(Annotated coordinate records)
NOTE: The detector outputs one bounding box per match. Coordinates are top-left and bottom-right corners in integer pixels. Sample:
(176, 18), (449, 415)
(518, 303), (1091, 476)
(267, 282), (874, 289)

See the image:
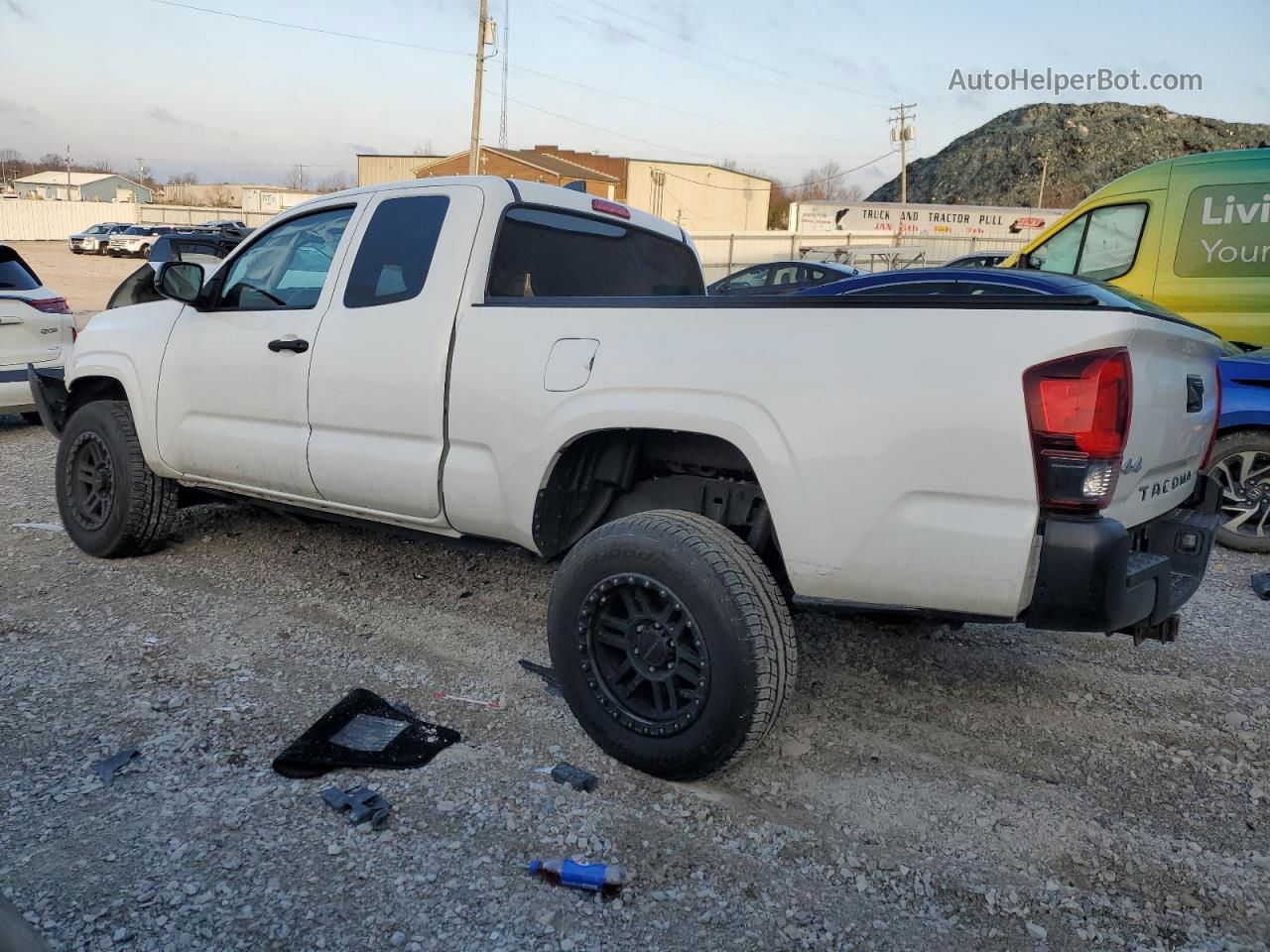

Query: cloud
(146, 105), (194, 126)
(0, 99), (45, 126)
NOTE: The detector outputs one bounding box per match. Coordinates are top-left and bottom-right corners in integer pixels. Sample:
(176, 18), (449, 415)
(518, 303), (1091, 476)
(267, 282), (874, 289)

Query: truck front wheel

...

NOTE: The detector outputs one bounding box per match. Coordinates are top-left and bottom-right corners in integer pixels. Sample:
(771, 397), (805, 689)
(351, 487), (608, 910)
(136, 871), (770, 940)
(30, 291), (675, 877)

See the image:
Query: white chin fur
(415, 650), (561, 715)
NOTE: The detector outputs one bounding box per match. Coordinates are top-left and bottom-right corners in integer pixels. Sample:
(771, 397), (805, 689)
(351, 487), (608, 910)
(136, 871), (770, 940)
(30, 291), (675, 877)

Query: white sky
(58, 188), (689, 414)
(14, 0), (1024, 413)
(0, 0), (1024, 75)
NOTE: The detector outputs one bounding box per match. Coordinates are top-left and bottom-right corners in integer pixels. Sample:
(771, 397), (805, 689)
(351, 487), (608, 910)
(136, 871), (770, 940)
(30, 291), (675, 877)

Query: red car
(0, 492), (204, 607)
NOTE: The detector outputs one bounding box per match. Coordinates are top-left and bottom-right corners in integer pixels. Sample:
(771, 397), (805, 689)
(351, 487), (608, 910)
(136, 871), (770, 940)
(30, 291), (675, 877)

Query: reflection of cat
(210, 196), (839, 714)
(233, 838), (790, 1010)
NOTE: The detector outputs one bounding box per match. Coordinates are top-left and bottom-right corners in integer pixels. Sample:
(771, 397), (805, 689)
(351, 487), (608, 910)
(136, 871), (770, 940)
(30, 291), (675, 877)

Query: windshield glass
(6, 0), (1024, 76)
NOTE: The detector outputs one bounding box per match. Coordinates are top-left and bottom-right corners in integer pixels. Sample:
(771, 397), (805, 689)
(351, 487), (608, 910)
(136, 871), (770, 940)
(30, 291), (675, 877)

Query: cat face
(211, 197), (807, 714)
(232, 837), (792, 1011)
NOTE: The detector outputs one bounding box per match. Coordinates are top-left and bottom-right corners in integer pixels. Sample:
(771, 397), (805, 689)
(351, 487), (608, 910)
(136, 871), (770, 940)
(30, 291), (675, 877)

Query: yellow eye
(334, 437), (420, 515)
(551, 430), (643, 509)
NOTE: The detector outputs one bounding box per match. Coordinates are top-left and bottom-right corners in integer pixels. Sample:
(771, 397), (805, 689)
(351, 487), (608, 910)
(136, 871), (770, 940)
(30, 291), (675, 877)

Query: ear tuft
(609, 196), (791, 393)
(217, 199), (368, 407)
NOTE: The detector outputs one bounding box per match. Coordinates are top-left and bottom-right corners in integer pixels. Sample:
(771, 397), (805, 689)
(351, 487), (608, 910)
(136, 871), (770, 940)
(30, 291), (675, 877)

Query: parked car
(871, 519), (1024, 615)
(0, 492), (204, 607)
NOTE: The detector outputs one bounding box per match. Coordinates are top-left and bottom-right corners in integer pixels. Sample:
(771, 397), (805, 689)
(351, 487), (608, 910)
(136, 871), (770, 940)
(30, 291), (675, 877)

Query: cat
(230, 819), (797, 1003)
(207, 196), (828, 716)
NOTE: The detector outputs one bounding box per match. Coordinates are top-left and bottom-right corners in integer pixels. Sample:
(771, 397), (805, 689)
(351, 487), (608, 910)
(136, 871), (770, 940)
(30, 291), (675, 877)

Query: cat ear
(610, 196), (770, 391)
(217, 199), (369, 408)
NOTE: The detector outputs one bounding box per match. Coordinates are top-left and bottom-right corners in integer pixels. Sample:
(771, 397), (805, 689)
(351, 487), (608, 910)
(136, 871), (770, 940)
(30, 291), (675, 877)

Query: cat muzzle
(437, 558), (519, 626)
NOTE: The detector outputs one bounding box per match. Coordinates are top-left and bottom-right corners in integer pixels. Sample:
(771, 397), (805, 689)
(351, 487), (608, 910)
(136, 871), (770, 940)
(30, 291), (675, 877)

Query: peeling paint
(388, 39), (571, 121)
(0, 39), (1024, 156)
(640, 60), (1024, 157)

---

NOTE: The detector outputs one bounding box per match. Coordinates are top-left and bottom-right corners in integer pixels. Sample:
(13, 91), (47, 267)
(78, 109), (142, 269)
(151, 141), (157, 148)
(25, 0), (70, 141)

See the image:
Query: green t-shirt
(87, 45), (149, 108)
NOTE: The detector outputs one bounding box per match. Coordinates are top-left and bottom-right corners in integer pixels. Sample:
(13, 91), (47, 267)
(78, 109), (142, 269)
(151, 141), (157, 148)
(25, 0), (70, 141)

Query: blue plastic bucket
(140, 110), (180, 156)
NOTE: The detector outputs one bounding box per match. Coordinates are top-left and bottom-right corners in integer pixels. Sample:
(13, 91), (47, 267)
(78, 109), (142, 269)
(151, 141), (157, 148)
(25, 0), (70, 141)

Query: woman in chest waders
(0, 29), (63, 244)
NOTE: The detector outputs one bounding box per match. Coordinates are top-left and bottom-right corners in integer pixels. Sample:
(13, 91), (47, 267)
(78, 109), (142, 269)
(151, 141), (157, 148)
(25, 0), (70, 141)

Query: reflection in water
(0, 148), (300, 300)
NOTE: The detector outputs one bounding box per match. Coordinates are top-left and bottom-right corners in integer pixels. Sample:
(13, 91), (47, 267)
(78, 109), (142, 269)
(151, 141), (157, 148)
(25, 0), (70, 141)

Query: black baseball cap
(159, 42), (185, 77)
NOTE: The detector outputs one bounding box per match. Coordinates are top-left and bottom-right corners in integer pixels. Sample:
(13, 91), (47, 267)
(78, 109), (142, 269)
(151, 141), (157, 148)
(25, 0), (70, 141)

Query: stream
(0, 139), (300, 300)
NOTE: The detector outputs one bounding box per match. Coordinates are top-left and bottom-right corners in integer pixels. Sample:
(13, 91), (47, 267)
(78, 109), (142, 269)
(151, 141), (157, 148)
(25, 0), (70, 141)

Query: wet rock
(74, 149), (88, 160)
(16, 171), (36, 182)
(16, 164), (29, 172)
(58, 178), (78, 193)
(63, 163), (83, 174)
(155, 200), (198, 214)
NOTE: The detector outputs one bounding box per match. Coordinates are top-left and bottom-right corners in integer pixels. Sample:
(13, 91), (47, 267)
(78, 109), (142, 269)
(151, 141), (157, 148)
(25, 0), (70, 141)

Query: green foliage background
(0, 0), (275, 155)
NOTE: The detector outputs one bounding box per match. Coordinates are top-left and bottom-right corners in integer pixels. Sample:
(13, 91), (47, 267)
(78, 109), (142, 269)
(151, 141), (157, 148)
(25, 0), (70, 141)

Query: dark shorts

Set task —
State how many lines of the material contain the string "white". Case counts, and the reply should be the number alone.

Result of the task —
2